● The exercise:
Convert the items below into a Markdown table with the columns No. and Line. Give each non-blank line its own numbered row, and leave the pictures out.

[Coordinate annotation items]
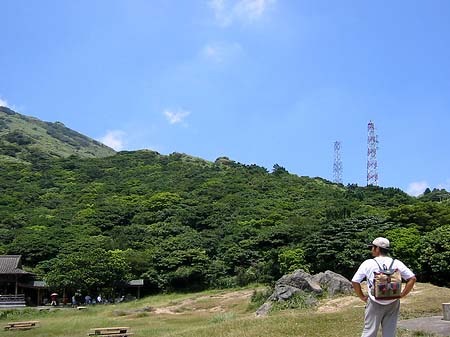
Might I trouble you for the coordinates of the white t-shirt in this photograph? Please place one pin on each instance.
(367, 268)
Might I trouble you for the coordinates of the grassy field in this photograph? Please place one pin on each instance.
(221, 314)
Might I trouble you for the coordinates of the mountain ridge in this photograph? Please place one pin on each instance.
(26, 139)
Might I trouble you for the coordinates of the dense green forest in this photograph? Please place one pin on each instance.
(184, 223)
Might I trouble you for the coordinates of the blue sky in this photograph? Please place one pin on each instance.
(259, 81)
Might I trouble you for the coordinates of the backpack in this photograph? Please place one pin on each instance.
(387, 283)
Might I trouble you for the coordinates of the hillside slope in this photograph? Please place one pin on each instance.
(27, 139)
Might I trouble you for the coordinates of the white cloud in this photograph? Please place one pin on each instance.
(417, 188)
(114, 139)
(228, 11)
(175, 117)
(221, 52)
(3, 102)
(445, 185)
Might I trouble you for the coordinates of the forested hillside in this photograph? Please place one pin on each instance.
(181, 222)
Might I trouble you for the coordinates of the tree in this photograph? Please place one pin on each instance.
(87, 269)
(435, 256)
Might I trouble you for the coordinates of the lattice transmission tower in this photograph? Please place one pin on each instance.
(337, 165)
(372, 147)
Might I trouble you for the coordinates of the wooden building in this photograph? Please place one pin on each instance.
(17, 286)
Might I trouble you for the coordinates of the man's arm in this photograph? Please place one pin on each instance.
(408, 287)
(359, 293)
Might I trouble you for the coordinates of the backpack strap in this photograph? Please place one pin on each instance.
(392, 263)
(379, 267)
(390, 267)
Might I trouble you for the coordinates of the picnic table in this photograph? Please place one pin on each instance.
(21, 325)
(111, 332)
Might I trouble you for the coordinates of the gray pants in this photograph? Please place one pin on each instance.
(376, 314)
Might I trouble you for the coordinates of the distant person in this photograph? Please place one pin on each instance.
(54, 298)
(382, 312)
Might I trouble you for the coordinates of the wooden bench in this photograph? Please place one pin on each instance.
(110, 332)
(21, 325)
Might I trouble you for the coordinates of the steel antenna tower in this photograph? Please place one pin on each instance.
(337, 165)
(372, 147)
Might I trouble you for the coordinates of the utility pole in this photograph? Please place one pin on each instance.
(337, 165)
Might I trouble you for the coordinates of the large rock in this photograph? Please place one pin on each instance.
(291, 284)
(334, 283)
(300, 281)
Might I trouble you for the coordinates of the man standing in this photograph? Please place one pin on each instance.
(384, 312)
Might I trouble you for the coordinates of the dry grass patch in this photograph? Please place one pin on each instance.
(226, 314)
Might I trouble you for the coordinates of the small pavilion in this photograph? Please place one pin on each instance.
(18, 286)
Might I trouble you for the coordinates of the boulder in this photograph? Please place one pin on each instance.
(300, 281)
(291, 284)
(333, 282)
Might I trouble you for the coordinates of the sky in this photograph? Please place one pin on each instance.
(259, 81)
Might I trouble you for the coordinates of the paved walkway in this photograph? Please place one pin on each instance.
(434, 324)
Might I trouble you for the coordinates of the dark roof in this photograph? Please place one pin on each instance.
(11, 264)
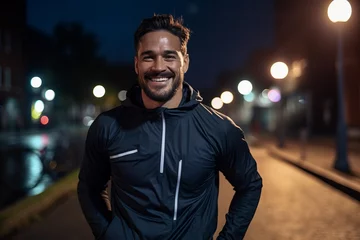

● The solution:
| No. | Line |
|---|---|
| 1 | Might I trouble you for the coordinates of the white t-shirt in this photograph? Please place one pin on each instance. |
| 2 | (367, 268) |
| 3 | Might I trouble you for the coordinates of the grassy field in this photograph? Please place one pin on each instance. |
| 4 | (221, 314) |
| 5 | Might I trouble you for the coordinates of the mountain ridge in this photograph? Please place one pin on each instance. |
| 6 | (26, 139) |
| 7 | Might I trouble you for the coordinates of the dense green forest in this photograph? Please place one pin on each instance. |
| 8 | (184, 223) |
| 9 | Might I trouble you for the coordinates of the blue sky in this photograph? Please place one pin on each instance. |
| 10 | (259, 81) |
| 11 | Might I trouble you for the coordinates of the backpack in this photograph? Please place one pin on each instance. |
| 12 | (387, 283) |
| 13 | Might I trouble you for the coordinates of the hillside slope in this photograph? Please place one pin on each instance. |
| 14 | (27, 139) |
| 15 | Might I trouble you for the coordinates of the white cloud in this photograph? Please place one pin on each instance. |
| 16 | (417, 188) |
| 17 | (114, 139) |
| 18 | (228, 11) |
| 19 | (175, 117) |
| 20 | (221, 52) |
| 21 | (3, 102) |
| 22 | (445, 185) |
| 23 | Might I trouble you for the coordinates of the forested hillside in this photograph? Please place one pin on each instance. |
| 24 | (181, 222) |
| 25 | Might I trouble you for the coordinates of the tree in this photograph? Please place one pin on each instance. |
| 26 | (87, 269) |
| 27 | (435, 256) |
| 28 | Might I trouble you for the coordinates of the lattice transmission tower in this photograph? Please place one pin on each instance. |
| 29 | (337, 165) |
| 30 | (372, 147) |
| 31 | Might I trouble you for the coordinates of the wooden building in this photograph? Please place one pin on each instance. |
| 32 | (17, 286) |
| 33 | Might I trouble you for the coordinates of the man's arm in this photograph? Please place one pin on each instance. |
| 34 | (408, 287) |
| 35 | (359, 293) |
| 36 | Might I trouble you for the coordinates of the backpack strap in this photograph? Please place one pin on each instance. |
| 37 | (392, 263) |
| 38 | (379, 267) |
| 39 | (390, 267) |
| 40 | Might I trouble you for the coordinates of the picnic table in this photograph? Please place one pin on each instance. |
| 41 | (21, 325) |
| 42 | (111, 332) |
| 43 | Might I trouble you for the coordinates of the gray pants in this photograph? Please place one pin on each instance. |
| 44 | (376, 314) |
| 45 | Might I trouble you for the coordinates of the distant person in this photograph? Please place one pin on each instance. |
| 46 | (54, 298) |
| 47 | (382, 312) |
| 48 | Might I trouble you for the coordinates of the wooden bench in this photograph? Please place one pin on each instance. |
| 49 | (110, 332) |
| 50 | (21, 325) |
| 51 | Might I trouble you for the coordinates of the steel antenna tower in this photograph? Please place one pin on each instance. |
| 52 | (337, 165) |
| 53 | (372, 147) |
| 54 | Might I trouble you for the coordinates of the utility pole in this photograph? Please place one pin on each instance. |
| 55 | (337, 165) |
| 56 | Might I trouble you for the coordinates of the large rock in this photograph? Please place one pin on each instance. |
| 57 | (291, 284) |
| 58 | (334, 283) |
| 59 | (300, 281) |
| 60 | Might I trouble you for the coordinates of the man standing in this photograph? Please place one pin on each instance. |
| 61 | (384, 312) |
| 62 | Might I trouble you for the coordinates of the dry grass patch in this photograph? Please place one pin on each instance. |
| 63 | (226, 314) |
| 64 | Might I trouble you for the coordinates of the small pavilion in this photograph? Please place one pin on each instance. |
| 65 | (18, 286) |
| 66 | Might I trouble you for the coordinates of the boulder in this photograph? Please place one pin on each instance. |
| 67 | (300, 281) |
| 68 | (291, 284) |
| 69 | (333, 282) |
| 70 | Might I trouble you for the coordinates of the sky in this photograph? Please place one pin on each instance. |
| 71 | (259, 81) |
| 72 | Might I trouble you for the coordinates of the paved walkway in this photograph? Please place one pin on each instance. |
| 73 | (434, 324) |
| 74 | Might I trouble you for the coordinates of the dark roof in this photograph? Please place one pin on each instance. |
| 75 | (11, 264) |